Retype exactly the lines that start at the line with "Target: white poster board" and end at the final line, both included, and leave out every picture.

* Data for this exercise *
____
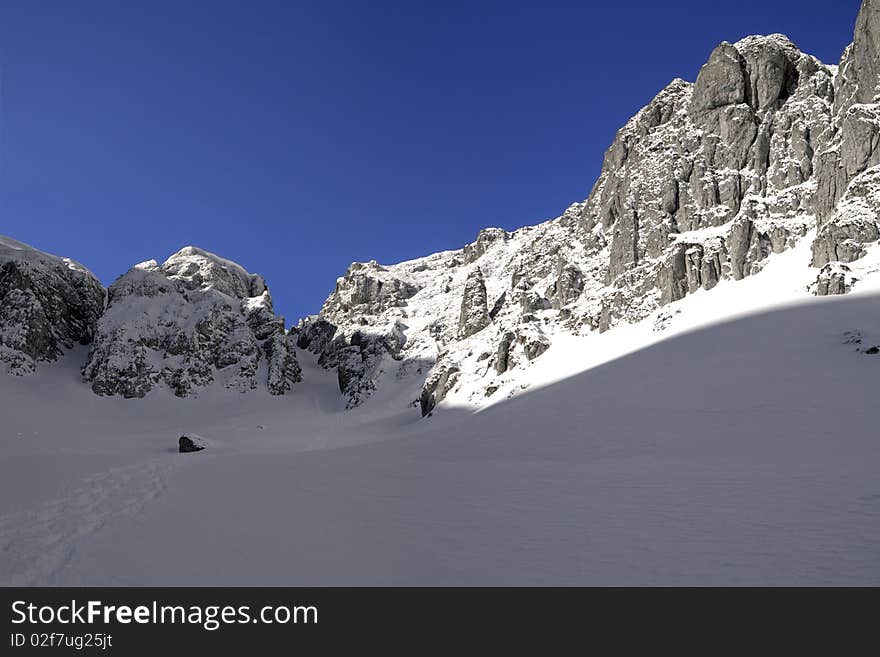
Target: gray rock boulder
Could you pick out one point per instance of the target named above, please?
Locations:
(474, 314)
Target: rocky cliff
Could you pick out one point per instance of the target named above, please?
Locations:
(768, 147)
(47, 305)
(184, 324)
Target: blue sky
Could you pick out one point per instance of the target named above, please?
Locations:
(296, 138)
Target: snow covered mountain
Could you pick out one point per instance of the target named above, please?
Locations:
(710, 182)
(47, 305)
(699, 340)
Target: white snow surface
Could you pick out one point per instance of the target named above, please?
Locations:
(729, 438)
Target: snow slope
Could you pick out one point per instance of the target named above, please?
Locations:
(736, 446)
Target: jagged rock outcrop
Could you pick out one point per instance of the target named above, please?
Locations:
(474, 316)
(834, 278)
(47, 305)
(438, 384)
(708, 182)
(860, 66)
(192, 321)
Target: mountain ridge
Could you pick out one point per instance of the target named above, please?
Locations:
(706, 183)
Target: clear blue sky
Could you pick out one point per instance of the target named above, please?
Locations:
(296, 137)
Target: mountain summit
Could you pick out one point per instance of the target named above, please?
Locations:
(768, 150)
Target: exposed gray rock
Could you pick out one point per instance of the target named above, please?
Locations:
(721, 81)
(367, 289)
(47, 305)
(569, 283)
(533, 340)
(859, 74)
(195, 320)
(474, 315)
(485, 239)
(441, 380)
(191, 443)
(855, 224)
(835, 278)
(707, 182)
(503, 356)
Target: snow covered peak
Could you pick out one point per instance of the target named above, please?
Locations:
(196, 320)
(47, 304)
(198, 268)
(11, 249)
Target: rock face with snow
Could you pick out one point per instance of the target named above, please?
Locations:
(474, 315)
(768, 148)
(706, 183)
(187, 323)
(47, 305)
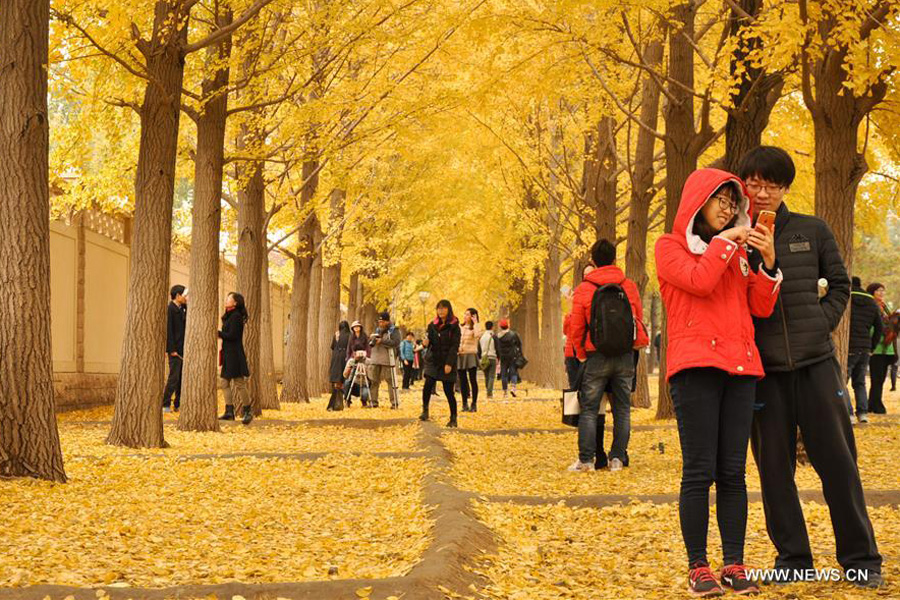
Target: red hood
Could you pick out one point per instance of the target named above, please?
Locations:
(699, 186)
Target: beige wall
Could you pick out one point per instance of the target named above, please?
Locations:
(89, 262)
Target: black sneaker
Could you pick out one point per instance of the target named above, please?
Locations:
(735, 577)
(872, 579)
(703, 584)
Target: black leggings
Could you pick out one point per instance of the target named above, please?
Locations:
(468, 379)
(714, 412)
(448, 391)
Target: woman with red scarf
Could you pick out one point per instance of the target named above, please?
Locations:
(441, 352)
(710, 295)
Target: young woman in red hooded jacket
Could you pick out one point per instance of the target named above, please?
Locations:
(710, 295)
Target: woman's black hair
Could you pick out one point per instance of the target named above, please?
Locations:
(873, 287)
(769, 163)
(240, 305)
(446, 304)
(707, 231)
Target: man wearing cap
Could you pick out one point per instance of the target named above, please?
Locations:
(176, 322)
(384, 342)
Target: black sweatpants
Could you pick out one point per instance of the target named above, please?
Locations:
(428, 389)
(468, 385)
(814, 399)
(173, 383)
(714, 411)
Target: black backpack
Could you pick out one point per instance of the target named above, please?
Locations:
(612, 323)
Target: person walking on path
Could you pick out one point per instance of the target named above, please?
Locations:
(885, 352)
(865, 333)
(176, 323)
(385, 343)
(358, 340)
(488, 364)
(441, 351)
(470, 334)
(606, 326)
(233, 360)
(408, 358)
(509, 349)
(804, 387)
(710, 294)
(339, 344)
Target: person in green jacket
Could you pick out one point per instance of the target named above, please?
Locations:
(885, 353)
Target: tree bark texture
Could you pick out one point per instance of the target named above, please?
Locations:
(199, 379)
(29, 439)
(137, 420)
(252, 247)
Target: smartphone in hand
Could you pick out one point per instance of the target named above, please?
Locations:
(767, 218)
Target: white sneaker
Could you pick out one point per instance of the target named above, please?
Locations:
(581, 467)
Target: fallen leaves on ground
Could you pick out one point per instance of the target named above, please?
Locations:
(636, 551)
(156, 522)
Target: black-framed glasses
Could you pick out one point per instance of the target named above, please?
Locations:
(759, 187)
(726, 203)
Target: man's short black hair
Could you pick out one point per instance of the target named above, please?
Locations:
(603, 253)
(769, 163)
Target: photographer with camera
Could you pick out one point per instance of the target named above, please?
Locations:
(384, 344)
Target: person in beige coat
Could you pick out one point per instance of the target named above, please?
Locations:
(467, 362)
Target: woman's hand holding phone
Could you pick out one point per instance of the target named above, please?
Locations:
(763, 240)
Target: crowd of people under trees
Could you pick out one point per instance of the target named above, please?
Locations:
(752, 292)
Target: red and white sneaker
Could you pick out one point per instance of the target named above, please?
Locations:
(735, 577)
(703, 584)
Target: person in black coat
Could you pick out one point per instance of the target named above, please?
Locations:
(804, 388)
(339, 344)
(175, 326)
(233, 360)
(865, 333)
(441, 351)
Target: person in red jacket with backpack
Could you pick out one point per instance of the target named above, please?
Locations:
(710, 295)
(605, 328)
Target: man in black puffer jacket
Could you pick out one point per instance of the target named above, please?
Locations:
(865, 333)
(804, 387)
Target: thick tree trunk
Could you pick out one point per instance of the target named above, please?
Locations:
(757, 90)
(314, 351)
(353, 299)
(268, 390)
(29, 440)
(294, 386)
(200, 375)
(682, 144)
(251, 248)
(641, 196)
(137, 420)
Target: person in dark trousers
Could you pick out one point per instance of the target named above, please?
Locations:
(470, 331)
(885, 352)
(804, 387)
(408, 359)
(509, 348)
(176, 323)
(233, 360)
(441, 351)
(711, 295)
(488, 347)
(339, 344)
(600, 370)
(865, 333)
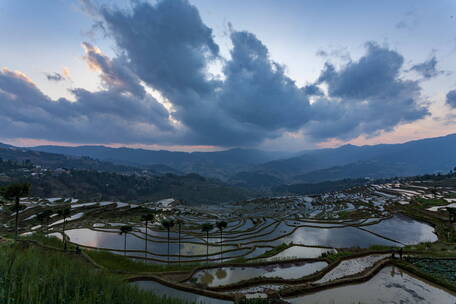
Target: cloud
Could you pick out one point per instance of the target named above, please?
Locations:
(166, 47)
(115, 74)
(101, 117)
(427, 69)
(65, 75)
(365, 97)
(451, 98)
(55, 76)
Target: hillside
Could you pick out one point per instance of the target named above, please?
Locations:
(221, 164)
(411, 158)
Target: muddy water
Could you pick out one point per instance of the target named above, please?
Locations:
(166, 291)
(229, 275)
(390, 285)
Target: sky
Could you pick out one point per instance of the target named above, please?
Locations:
(204, 75)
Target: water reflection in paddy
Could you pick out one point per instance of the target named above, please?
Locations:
(113, 240)
(390, 285)
(404, 230)
(166, 291)
(300, 252)
(229, 275)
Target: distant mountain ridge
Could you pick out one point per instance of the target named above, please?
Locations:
(220, 164)
(377, 161)
(256, 168)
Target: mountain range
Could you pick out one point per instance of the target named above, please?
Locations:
(257, 168)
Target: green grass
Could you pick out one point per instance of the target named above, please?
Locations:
(50, 241)
(36, 276)
(334, 256)
(426, 203)
(274, 251)
(118, 262)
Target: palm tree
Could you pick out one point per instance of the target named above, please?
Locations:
(125, 230)
(206, 227)
(44, 216)
(179, 223)
(16, 191)
(149, 217)
(168, 224)
(64, 213)
(221, 225)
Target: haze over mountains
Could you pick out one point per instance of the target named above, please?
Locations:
(248, 167)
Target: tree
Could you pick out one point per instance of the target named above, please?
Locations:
(64, 213)
(16, 191)
(149, 217)
(179, 226)
(221, 225)
(44, 216)
(207, 227)
(168, 224)
(125, 230)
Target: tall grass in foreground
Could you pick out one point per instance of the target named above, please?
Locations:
(35, 276)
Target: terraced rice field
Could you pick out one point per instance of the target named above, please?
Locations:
(269, 246)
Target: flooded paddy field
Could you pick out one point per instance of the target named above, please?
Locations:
(390, 285)
(270, 246)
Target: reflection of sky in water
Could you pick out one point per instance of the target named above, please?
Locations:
(163, 290)
(229, 275)
(335, 237)
(405, 230)
(114, 240)
(399, 228)
(388, 286)
(299, 252)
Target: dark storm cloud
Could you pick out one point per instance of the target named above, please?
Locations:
(365, 97)
(167, 47)
(115, 74)
(103, 116)
(427, 69)
(451, 98)
(54, 76)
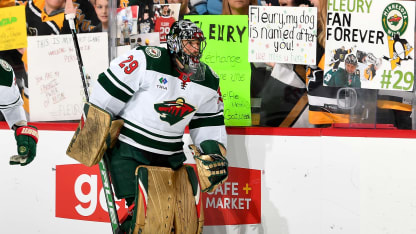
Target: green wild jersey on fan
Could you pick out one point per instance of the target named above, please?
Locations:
(157, 102)
(10, 99)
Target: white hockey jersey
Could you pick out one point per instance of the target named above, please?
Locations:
(11, 103)
(157, 102)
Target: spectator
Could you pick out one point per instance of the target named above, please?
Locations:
(46, 17)
(12, 109)
(102, 11)
(146, 24)
(185, 8)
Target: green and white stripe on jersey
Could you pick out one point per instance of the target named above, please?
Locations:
(114, 86)
(206, 120)
(145, 139)
(10, 105)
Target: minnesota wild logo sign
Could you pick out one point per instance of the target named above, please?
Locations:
(174, 111)
(395, 19)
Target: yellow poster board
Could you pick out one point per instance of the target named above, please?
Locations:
(13, 33)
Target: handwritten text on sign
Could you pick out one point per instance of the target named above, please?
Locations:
(282, 34)
(226, 54)
(56, 91)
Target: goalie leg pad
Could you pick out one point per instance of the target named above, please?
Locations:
(189, 215)
(95, 133)
(155, 200)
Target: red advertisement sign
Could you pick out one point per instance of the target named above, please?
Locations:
(79, 195)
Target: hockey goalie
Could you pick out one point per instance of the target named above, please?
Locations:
(158, 92)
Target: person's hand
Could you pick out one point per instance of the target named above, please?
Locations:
(26, 139)
(70, 8)
(270, 64)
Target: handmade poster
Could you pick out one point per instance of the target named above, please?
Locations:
(370, 45)
(56, 91)
(282, 34)
(126, 23)
(226, 54)
(13, 32)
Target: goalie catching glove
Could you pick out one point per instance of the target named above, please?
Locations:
(26, 139)
(212, 165)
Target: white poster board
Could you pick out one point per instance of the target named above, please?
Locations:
(380, 34)
(56, 91)
(282, 34)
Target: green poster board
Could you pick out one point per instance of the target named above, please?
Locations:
(227, 54)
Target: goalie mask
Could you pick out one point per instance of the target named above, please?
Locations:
(351, 63)
(186, 42)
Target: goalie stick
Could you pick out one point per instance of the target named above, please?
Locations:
(103, 164)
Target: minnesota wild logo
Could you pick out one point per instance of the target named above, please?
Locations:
(395, 19)
(174, 111)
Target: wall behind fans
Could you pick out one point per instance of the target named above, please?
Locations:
(289, 182)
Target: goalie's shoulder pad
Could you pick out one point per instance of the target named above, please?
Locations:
(6, 74)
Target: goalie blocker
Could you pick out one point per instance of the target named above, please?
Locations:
(95, 133)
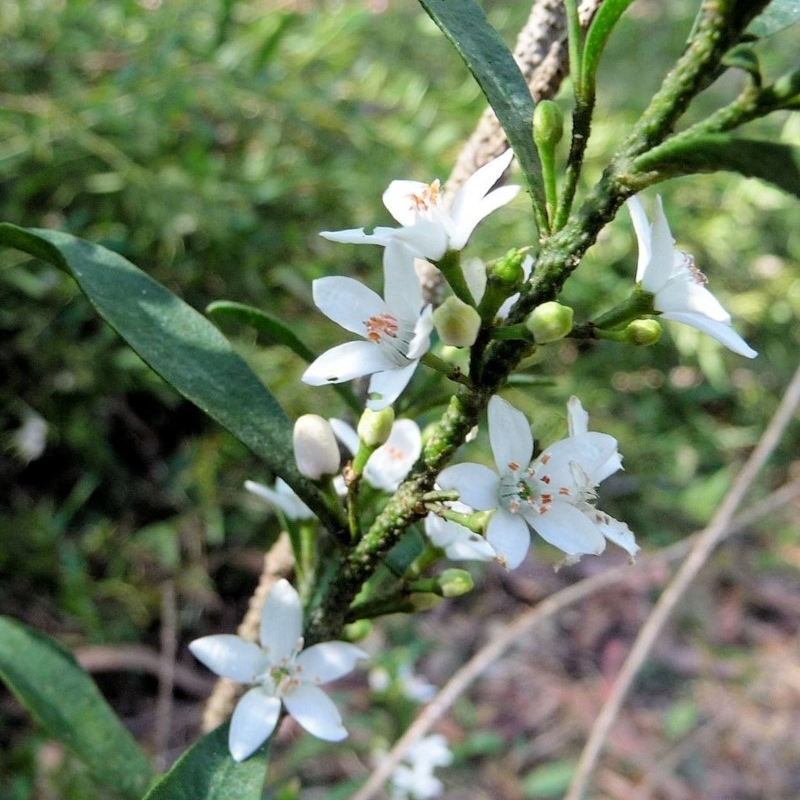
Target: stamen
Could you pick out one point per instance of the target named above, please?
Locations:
(382, 325)
(689, 262)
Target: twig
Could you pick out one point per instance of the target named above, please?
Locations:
(534, 617)
(166, 672)
(278, 563)
(701, 550)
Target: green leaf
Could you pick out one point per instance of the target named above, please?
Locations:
____
* Result *
Target: white poster board
Could you pick out one point per instance of the target named above, please?
Locations:
(380, 34)
(56, 91)
(282, 34)
Target: green poster board
Could you pick out one point per instance of the target named above, please?
Locations:
(227, 54)
Target: goalie mask
Could you pick out one point per instance of the target named above, please?
Locations:
(351, 63)
(186, 42)
Target: goalie stick
Could you pick out one point per instance of the target named above, please?
Locations:
(103, 164)
Target: minnesota wild logo
Could you pick out one point per instance of the target named above, please?
Locations:
(395, 19)
(174, 111)
Target: wall behind fans
Could you pick out one point per instance of the target named above, please?
Locations:
(289, 182)
Target: goalie's shoulder pad
Could you pick out one point per instance of the target named above, please?
Locations:
(6, 74)
Target: goalie blocker
Could you pick out one point per instance of the target named above, please?
Locations:
(95, 133)
Target: stamen
Could you pick out one point per instance of the target named above, please?
Locations:
(382, 325)
(689, 262)
Target: twig
Could you pick out one point per instance of the target named above, please?
Locations:
(534, 617)
(166, 672)
(278, 563)
(701, 550)
Target: green leaf
Could you pick out one point per instance of the target named above, please?
Locations:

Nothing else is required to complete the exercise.